COSA FARE:
1. Nel testo sulla mostra di Giampiero Nebbia, perché l'artista, pur preferendo la pittura a olio, provò anche altre tecniche? Rispondi in una o due frasi.
2. Scrivi il seguito del testo sulla mostra di Giampiero Nebbia, partendo dal punto in cui si ferma.

BRANO MOSTRATO:
+---+

Inaugurazione: giovedì 27 ottobre h 17.30
A cura di Marisa Daffara
Durante l'inaugurazione, gli attori Valeria Carraro e Tarcisio Stagnati reciteranno alcune poesie legate ai temi della produzione artistica dell'autore.
Seguirà rinfresco.
La mostra retrospettiva si protrarrà fino al 3 dicembre (orario di biblioteca)
Si inaugurerà il 27 ottobre 2016 alle 17,30, presso la biblioteca Arduino di Moncalieri, presente l'assessore Laura Pompeo, una mostra retrospettiva dedicata al Maestro Giampiero Nebbia, artista piemontese nato nel 1943 e morto dieci anni or sono. Predilesse la pittura a olio sebbene, come ogni pittore che si rispetti, abbia esplorato le varie tecniche, dalla matita agli acquerelli fino all'acrilico, steso con piccole e lievi spatolate. Così, diversi e vari furono i soggetti che durante la sua carriera presentò: nudi candidi e raffinati, figure di donne colte in momenti di riflessione o di attesa, paesaggi dagli ampi cieli e larghe campiture cromatiche; più spesso, scor ci cittadini illuminati dai fari delle automobili o avvolti in fitte nevicate.

+---+

MATERIALE MOSTRATO:
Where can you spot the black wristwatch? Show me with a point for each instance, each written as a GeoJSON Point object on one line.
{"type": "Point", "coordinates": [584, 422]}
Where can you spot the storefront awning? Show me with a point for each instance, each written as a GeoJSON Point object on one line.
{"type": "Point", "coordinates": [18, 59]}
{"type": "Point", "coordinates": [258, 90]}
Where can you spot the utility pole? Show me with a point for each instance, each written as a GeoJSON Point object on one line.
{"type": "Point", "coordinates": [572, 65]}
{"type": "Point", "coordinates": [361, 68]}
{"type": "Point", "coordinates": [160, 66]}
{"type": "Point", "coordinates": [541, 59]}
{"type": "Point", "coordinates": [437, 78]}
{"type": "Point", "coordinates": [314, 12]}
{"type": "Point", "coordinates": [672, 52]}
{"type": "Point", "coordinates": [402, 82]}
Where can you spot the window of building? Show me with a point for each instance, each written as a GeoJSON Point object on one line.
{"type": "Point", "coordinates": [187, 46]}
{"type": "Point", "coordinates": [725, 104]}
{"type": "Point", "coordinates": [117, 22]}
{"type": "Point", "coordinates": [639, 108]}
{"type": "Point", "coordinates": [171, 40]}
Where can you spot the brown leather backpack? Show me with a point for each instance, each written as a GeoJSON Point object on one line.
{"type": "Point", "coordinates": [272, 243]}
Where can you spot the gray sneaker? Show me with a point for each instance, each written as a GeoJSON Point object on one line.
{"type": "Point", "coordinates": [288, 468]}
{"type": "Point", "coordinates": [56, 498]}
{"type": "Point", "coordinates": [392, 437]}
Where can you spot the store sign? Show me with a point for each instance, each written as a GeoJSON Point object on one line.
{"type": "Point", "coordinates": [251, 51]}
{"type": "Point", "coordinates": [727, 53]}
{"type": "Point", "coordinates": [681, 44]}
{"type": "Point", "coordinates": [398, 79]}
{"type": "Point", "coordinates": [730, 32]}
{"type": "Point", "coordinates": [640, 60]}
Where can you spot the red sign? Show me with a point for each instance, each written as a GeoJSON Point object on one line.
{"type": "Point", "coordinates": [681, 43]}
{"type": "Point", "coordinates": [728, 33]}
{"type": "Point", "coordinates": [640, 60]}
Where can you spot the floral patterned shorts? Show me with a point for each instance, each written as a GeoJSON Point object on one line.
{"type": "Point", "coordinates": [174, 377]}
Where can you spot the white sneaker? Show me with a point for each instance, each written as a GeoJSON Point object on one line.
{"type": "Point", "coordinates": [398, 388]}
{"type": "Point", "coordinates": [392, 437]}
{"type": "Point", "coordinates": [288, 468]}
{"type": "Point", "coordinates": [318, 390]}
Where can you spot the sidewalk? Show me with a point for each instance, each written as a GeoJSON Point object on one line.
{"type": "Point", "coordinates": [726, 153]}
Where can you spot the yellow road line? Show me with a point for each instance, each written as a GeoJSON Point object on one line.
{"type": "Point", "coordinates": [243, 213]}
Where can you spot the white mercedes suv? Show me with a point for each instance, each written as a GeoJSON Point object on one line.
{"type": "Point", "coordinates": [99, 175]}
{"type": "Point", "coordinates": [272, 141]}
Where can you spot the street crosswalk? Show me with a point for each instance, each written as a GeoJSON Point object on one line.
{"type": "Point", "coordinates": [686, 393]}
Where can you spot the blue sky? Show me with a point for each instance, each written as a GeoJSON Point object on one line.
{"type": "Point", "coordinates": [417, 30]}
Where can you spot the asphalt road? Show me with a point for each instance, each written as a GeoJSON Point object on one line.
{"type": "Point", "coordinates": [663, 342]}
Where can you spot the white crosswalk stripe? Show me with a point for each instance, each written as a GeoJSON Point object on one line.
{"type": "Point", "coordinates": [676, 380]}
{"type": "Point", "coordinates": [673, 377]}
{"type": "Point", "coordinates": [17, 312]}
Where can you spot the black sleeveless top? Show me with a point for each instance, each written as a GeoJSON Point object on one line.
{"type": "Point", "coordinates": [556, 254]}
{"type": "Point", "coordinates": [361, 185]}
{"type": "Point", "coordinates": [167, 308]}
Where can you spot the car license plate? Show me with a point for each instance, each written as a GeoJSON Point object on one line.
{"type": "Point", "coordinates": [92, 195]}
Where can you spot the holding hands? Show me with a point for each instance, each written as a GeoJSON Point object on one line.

+---+

RISPOSTE:
1. Perché, come dice il testo, è quello che fa "ogni pittore che si rispetti". Così Nebbia usò la matita, gli acquerelli e l'acrilico, steso con piccole e lievi spatolate.

2.
Giampiero Nebbia era soprattutto un curioso della notte, come ebbe a dire in parecchie interviste. Le finestre accese stimolavano la sua fantasia, così come le vetrine dei locali da cui intravedeva avventori appoggiati ai banconi o suonatori con i loro strumenti. Immaginava le storie delle persone dietro le persiane: un bambino che forse piangeva, qualcuno impegnato nella lettura, un malato o una coppia che si ritrovava dopo una giornata di lavoro. Fu sempre molto attento all'umanità che lo circondava. La sua sensibilità di artista gli faceva avvertire l'incomunicabilità che spesso avvolge le persone in un bozzolo fino a condurle a una solitudine dolorosa, perché mai accettata. Molti soggetti dei suoi dipinti furono i clochard, gli anziani, le prostitute, i disoccupati: persone spesso dimenticate a cui invece dedicò una partecipe attenzione, proponendo immagini significative e atte a pungolare le coscienze.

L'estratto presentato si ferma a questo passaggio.